— Task —
Update the records below by changing "expected output" to "required output" wherever it appears, leaving everything else the same.

(Annotated coordinate records)
※ ※ ※
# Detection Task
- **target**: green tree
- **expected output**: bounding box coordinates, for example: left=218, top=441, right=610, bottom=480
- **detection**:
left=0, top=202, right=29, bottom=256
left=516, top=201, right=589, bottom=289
※ ※ ※
— Reply to the exercise —
# Detection Task
- **target**: green tree
- **required output**: bounding box coordinates, for example: left=218, top=441, right=610, bottom=480
- **detection**:
left=0, top=202, right=29, bottom=256
left=516, top=201, right=589, bottom=289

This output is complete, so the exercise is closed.